研究者の日常

研究者になって良かったこと悪かったこと

江草 愛(日本獣医生命科学大学)

  • 研究者になって良かったこと→宝探しの毎日。
  • 研究者になって悪かったこと→実験系の研究は場所と時間に拘束されるので、夫と子供がいつも待ちぼうけ。
  • *「悪かったこと」については、働く女性なら誰でも抱える問題かも知れません。家族に対して申し訳なく思う分、家庭に戻ると自然と優しく接するようになります。(そもそも畜産系の方は皆、根が優しいですからね)

さて、私はお肉が大好きです。お肉は何と言っても嗜好性がよく(平たく言えば、美味しい)、良質なタンパク質の供給源であり(体を構成し、健康な状態を維持する)、香りを嗅ぐだけで気分を高揚させてくれます(テンションが一気にあがる)。しかしながら、食肉については、悪いイメージが付きまとうことがあります。

生命科学系の文献検索サイトであるPubmed(http://www.ncbi.nlm.nih.gov/pubmed)で、「meat(食肉)」、「mortality(死亡率)」を入力すると、「食肉摂取と脳卒中のリスク」や「食肉摂取と冠動脈疾患との関係」、「食肉摂取と糖尿病発症」等々、恐ろしいワードを冠した論文が次々とヒットします。因みに、ここでいう、食肉とは‘Red meat’、即ち牛肉・豚肉(およびその加工品)を指し、何故か鶏肉は入りません。ギョッとするタイトルですが、よくよく内容を読んでみると…、例えばEuropean Journal of Clinical Nutrition (2013) 67, 91-95.によると、過去5回のコホート研究(日本を含む)をメタ解析したところ、1日あたり食肉の摂取量が100g増えれば、脳卒中リスクが13%増加するとの結論を導いています。20歳以上の日本人の1日あたりの食肉摂取量が男女平均で80g弱(平成23年度 国民健康・栄養調査、厚生労働省)から鑑みると、100gの増加は「ちょっと食べ過ぎじゃないかしら?」という気になります。同様に、JAMA International Medicine (2013) 173, 1328-1335. でもアメリカ人を対象としたコホート研究で、食肉の摂取量が4年間で3倍以上(1日に25gの食肉を摂取していた人が、4年後に摂取量を85g)に増やすと糖尿病のリスクが2倍になったと報告しています。(但し、摂取量を変えなかった場合のリスクを1とした場合の相対比で表しています。つまり、1日に食肉を60g摂取していた人は、4年間同じ量を食べ続けていた場合、糖尿病リスクには変動がなかったことになります)また、不思議なことに日本人を対象とした研究 British Journal of Nutrition (2013) 110, 1910-1918.では1日あたりの食肉摂取量が100gを超えると男性では糖尿病の発症リスクが増えますが、女性では相関性が認められない(むしろ減っている?)結果が得られています。沢山肉を食べる男性には血糖値を上昇させる他の要因があるのかも知れません。

提供データ:

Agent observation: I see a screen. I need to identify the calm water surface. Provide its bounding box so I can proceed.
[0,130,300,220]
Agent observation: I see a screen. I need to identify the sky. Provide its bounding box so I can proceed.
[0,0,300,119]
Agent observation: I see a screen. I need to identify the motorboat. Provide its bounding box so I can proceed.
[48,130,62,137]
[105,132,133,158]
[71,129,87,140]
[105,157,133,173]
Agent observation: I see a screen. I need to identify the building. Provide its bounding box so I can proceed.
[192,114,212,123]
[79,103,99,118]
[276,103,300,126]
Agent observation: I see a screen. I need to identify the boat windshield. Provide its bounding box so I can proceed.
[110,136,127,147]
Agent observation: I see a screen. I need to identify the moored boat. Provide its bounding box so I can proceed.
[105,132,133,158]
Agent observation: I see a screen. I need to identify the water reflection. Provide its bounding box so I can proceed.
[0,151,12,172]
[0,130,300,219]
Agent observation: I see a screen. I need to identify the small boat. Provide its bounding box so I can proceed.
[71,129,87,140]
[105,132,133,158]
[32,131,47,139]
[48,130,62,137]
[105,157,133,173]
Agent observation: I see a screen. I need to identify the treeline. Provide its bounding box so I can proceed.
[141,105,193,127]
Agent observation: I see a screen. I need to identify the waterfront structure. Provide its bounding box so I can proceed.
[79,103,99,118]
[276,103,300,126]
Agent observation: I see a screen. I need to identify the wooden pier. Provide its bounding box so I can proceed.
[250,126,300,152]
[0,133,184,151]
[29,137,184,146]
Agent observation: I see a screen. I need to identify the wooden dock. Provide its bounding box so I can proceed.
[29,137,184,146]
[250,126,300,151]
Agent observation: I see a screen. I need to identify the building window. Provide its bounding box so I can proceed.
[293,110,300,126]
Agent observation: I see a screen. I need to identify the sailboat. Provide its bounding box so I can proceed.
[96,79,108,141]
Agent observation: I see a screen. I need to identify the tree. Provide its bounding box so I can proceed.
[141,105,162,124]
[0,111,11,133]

取り組む問題:
a) 食肉と健康リスクについての課題文に、次の(i)〜(iii)が合っているかを判定しなさい。それぞれ「はい」か「いいえ」で答え、決め手となる本文の語句をそのまま引用すること。
(i) ここでいう食肉に鶏肉は含まれない。
(ii) 日本人を対象とした研究では、女性も食肉摂取量が1日100gを超えると糖尿病の発症リスクが増える。
(iii) 20歳以上の日本人の1日あたり食肉摂取量は、男女平均で100gを超えている。
b) 食肉と健康リスクについての課題文の続きを、最後の文の後から書きなさい。

解答:
a)
(i) はい:「何故か鶏肉は入りません」
(ii) いいえ:「女性では相関性が認められない」
(iii) いいえ:「男女平均で80g弱」

b)
報告されている文献の一部を紹介しましたが、私なりの解釈では、結局は食べ過ぎるのが問題ではないかと思います(それとも、ついつい食べ過ぎてしまうほど、食肉が美味しいのが問題なのでしょうか。お酒もすすみますしね)。

我々は異物を摂取して生命を維持しています。生命活動の基本である「水」でさえ、大量に摂取すると逆に水中毒(低ナトリウム血症)で命を落とす危険性をはらんでいます。尊い命をいただいている訳ですから、食肉を単に悪物にするだけでなく、良い面ももっと見つけて行くのが私の使命(正義)だと思っています。そういう意味で、研究者になって良かったと思いますし、宝探しの毎日だと考えています。

お肉は、歳を重ねる毎に食べる量が減る気がします。若さのバロメーターなのでしょうか。